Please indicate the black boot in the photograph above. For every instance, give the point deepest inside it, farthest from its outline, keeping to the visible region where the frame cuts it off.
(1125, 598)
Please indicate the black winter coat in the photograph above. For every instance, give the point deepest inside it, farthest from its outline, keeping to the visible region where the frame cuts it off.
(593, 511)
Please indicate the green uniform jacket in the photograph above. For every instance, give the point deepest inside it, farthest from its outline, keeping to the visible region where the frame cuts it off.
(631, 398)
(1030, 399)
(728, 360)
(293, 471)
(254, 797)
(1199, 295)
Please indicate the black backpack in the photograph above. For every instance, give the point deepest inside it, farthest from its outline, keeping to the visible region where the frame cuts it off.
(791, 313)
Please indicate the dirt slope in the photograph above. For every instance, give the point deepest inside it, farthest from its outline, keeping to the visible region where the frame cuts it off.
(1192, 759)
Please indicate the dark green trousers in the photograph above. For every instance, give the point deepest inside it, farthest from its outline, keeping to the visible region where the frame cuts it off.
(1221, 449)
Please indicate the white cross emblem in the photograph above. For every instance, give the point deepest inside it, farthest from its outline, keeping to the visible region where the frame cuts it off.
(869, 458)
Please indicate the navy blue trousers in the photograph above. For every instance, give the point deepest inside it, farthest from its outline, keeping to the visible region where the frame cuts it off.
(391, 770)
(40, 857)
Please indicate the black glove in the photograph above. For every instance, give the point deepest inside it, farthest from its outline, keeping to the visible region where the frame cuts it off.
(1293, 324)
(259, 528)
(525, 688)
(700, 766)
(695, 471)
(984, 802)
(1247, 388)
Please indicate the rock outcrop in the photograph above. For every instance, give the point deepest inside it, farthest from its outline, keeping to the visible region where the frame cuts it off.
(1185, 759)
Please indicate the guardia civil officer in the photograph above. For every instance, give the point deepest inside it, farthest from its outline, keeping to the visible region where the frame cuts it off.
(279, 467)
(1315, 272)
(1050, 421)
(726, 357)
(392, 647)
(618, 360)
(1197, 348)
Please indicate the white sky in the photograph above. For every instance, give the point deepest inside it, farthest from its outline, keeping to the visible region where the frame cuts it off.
_ _ _ _
#### Activity:
Set down the records again in full. Match them exactly.

#### The answer:
Please indicate the black boot in the photograph above. For every instance, give the point deepest inside it, farthest from its outline, keeping to the visible region where the frame cuts it off.
(1125, 598)
Please indicate the black winter coat in the photograph above. For every instance, give the point deepest inside it, farthest from its outline, keeping to the visible region where the frame cuts it off.
(593, 511)
Please indicate the green uniform jacket in the photograph above. For every instance, give the point deepest inside it, farthest from its outline, keeping to the visible region where the frame cuts it off.
(631, 398)
(1030, 399)
(728, 360)
(293, 471)
(254, 797)
(1199, 295)
Please indicate the black backpack in the photograph above. For every instance, give the point deepest inside it, farthest from its outline, keeping to the visible region where the frame cuts it off.
(791, 313)
Please indicate the dirt slope in the photograph above. For every instance, give the point deepest inside it, farthest from its outline, keeping to the visible region where the frame cuts it off.
(1192, 759)
Please indicate the dark green trousers in the photograph above. For every instance, give the point deepest inside it, farthest from its outline, keeping to the visible region where the frame cuts it off.
(1221, 449)
Please indicate the white cross emblem in the photograph above. For every instance, give the point deepest inside it, farthest from its outline, keeping to the visible region where the frame cuts it off.
(869, 458)
Please indicate the navy blue trousers in the photograph above. For every instance, give the point deepest inside it, farthest from its outline, keeping to the visible region where the frame cuts it off.
(391, 770)
(40, 857)
Please indicate the black glove in the photograph above. For every instance, give the point deepest inside it, farthest from its outline, keeping to the visible region where the frame cuts it off.
(1293, 324)
(259, 528)
(525, 688)
(700, 766)
(695, 471)
(984, 802)
(1247, 388)
Please indicate the rock outcrop in the photograph above. For every instance, give the point deepest inside it, farthest from its outline, keeping to the visible region where the frame cuts it off.
(1185, 759)
Please indicate the guardia civil officer in the photograph above. For every instance, give the point deepest inside it, farthest from its outline, keeping to the visible region where the frame cuts it off.
(279, 467)
(1315, 272)
(1050, 421)
(726, 357)
(392, 647)
(618, 360)
(1197, 348)
Please indicate the white sky in the photograph above. For every instance, give the point deepest inside it, farthest from its outline, keeping to the visible region where the frame cuts it off.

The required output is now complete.